When words are not enough

Sunday, March 11, 2018 - 4:21pm

I wanted this article to be about the power of books to heal. I wanted to talk decisively about how novels, poems and essays can direct collective and personal anger, supply comfort and provide an instructive array of resonant experiences. In the past three weeks, though, the usually profound and reliable competence of words has felt radically insufficient.

I’ve always relied on other people’s writing to navigate my own emotions, and so of course I’ve looked to books to help me understand the struggle between hope and disillusionment that has been sweeping the country since the shooting at Marjory Stoneman Douglas High School on Feb. 14th. I have found no books that even come close to crafting some sort of framework for my grief, no poems that contain an alchemical recipe to turn my despair into power. The only thing I know for sure is this: Young people should not be dying in their classrooms because politicians refuse to pass sensible gun control laws. Last week, I reread “Love in a Time of Cholera” by Gabriel García Márquez.

“She was lost in her longing to understand,” Marquez writes. I think I, too, am lost in my longing to understand.

Like so many students I know, I am scared. The Parkland shooting seems like it was both yesterday and a lifetime ago. There is a constant barrage of new details about the events of that day and the days that followed, horrifying aftershocks whose impacts are lessened not because some suffering is any less worthy of empathy, but because my ability to process my own and others’ grief is diminished from constant emotional exertion.

.....

| Tasks |
A - Copy the essay on words after the Parkland shooting from "Sunday, March 11, 2018" to "felt radically insufficient.".
B - Rewrite the listing from its first line to the line with "105 173 L 113", replacing "flower cluster" with "blossom cluster" and changing nothing else. Leave out the pictures.

| Input |
.....

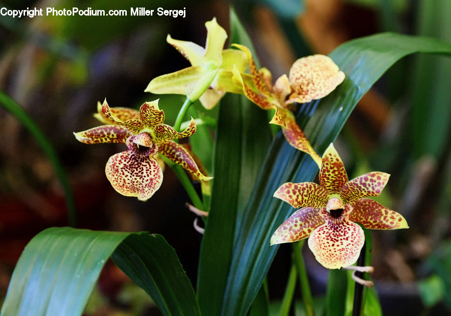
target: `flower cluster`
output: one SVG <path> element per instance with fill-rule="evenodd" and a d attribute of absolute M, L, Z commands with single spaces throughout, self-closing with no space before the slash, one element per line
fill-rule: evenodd
<path fill-rule="evenodd" d="M 320 185 L 311 182 L 282 185 L 274 196 L 300 208 L 285 221 L 271 238 L 271 245 L 309 237 L 317 260 L 330 269 L 354 263 L 363 246 L 366 228 L 407 228 L 400 214 L 368 199 L 378 196 L 388 181 L 382 172 L 365 174 L 351 181 L 331 144 L 324 152 Z"/>
<path fill-rule="evenodd" d="M 105 173 L 113 187 L 126 196 L 145 201 L 157 190 L 163 180 L 163 172 L 155 159 L 160 153 L 182 167 L 202 180 L 211 177 L 203 175 L 194 159 L 181 145 L 172 139 L 192 135 L 196 124 L 191 119 L 181 132 L 163 123 L 164 113 L 158 108 L 158 100 L 145 102 L 136 111 L 125 107 L 110 108 L 105 100 L 98 105 L 95 116 L 107 125 L 74 133 L 87 144 L 124 143 L 128 149 L 111 156 Z"/>

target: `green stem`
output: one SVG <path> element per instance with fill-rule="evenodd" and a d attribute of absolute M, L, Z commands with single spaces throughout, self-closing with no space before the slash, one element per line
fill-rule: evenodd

.....

| Responses in order |
A -
Sunday, March 11, 2018 - 4:21pm

I wanted this article to be about the power of books to heal. I wanted to talk decisively about how novels, poems and essays can direct collective and personal anger, supply comfort and provide an instructive array of resonant experiences. In the past three weeks, though, the usually profound and reliable competence of words has felt radically insufficient.

B -
target: `blossom cluster`
output: one SVG <path> element per instance with fill-rule="evenodd" and a d attribute of absolute M, L, Z commands with single spaces throughout, self-closing with no space before the slash, one element per line
fill-rule: evenodd
<path fill-rule="evenodd" d="M 320 185 L 311 182 L 282 185 L 274 196 L 300 208 L 285 221 L 271 238 L 271 245 L 309 237 L 317 260 L 330 269 L 354 263 L 363 246 L 366 228 L 407 228 L 400 214 L 368 199 L 378 196 L 388 181 L 382 172 L 365 174 L 351 181 L 331 144 L 324 152 Z"/>
<path fill-rule="evenodd" d="M 105 173 L 113 187 L 126 196 L 145 201 L 157 190 L 163 180 L 163 172 L 155 159 L 160 153 L 182 167 L 202 180 L 211 177 L 203 175 L 194 159 L 181 145 L 172 139 L 192 135 L 196 124 L 191 119 L 181 132 L 163 123 L 164 113 L 158 108 L 158 100 L 145 102 L 136 111 L 125 107 L 110 108 L 105 100 L 98 105 L 95 116 L 107 125 L 74 133 L 87 144 L 124 143 L 128 149 L 111 156 Z"/>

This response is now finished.